→ **Your objective**: Please reproduce, word for word, the stretch of the Monochromatic Light article from "Poster Monochromatic Light" through "Sept. 24, 2022.".

Poster Monochromatic Light
Dancer Calvin "Cal" Hunt during rehearsals for Tyshawn Sorey's 'Monochromatic Light (Afterlife)' at the Park Avenue Armory on Sept. 24, 2022.
Laylah Amatullah Barrayn for NPR

A composer's meditation on the moment, blown up to immersive proportions

A ghost revealed itself to Davóne Tines the other day, in the Park Avenue Armory's cavernous Wade Thompson Drill Hall. Tines, an acclaimed operatic bass-baritone, was there in the midst of marathon rehearsals for Monochromatic Light (Afterlife), an epic piece by composer Tyshawn Sorey, which opens in the New York performance space this evening in a limited run. The work — which Sorey created in intense collaboration with theater director Peter Sellars, visual artist Julie Mehretu and choreographer Reggie (Regg Roc) Gray — is staged within an arena-like enclosure flanked on each of its eight sides by Mehretu's abstract paintings, looming at least 24 feet high. It was one of these canvases that gave Tines, the vocal soloist in the piece, his phantasmic vision.

→ **Data excerpts**:

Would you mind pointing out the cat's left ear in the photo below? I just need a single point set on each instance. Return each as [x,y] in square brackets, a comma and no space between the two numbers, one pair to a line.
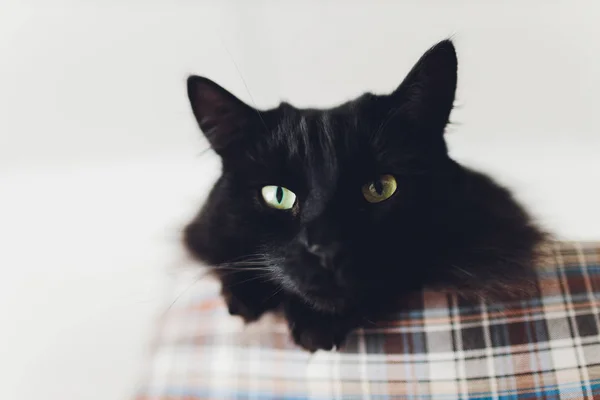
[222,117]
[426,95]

---

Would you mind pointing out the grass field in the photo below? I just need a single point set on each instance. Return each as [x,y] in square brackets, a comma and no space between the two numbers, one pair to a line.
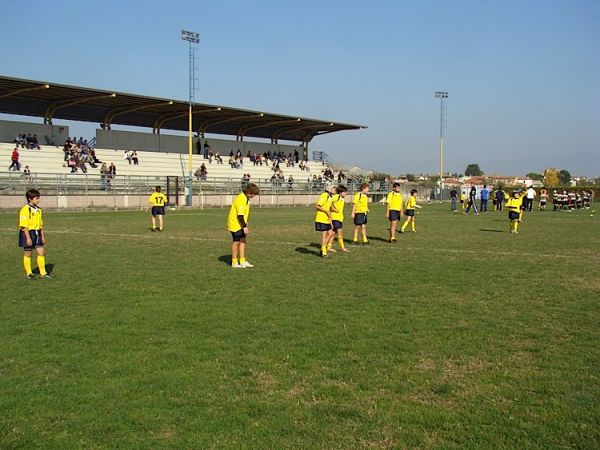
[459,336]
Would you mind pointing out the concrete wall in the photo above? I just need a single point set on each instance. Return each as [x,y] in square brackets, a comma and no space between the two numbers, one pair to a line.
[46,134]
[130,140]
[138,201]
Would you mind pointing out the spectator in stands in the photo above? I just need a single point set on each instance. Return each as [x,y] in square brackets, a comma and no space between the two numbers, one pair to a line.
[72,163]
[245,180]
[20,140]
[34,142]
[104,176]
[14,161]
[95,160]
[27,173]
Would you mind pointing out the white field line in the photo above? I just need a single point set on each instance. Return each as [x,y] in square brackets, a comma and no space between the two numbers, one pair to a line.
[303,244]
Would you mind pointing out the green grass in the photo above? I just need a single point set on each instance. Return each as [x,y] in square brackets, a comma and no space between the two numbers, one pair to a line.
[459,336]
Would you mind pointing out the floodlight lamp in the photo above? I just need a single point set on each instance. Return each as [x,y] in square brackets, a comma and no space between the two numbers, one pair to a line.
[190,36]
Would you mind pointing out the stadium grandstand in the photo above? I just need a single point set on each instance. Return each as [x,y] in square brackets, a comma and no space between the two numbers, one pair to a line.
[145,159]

* * *

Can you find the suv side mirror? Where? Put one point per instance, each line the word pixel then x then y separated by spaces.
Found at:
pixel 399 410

→ **Output for this exercise**:
Poster Monochromatic Light
Dancer Calvin "Cal" Hunt during rehearsals for Tyshawn Sorey's 'Monochromatic Light (Afterlife)' at the Park Avenue Armory on Sept. 24, 2022.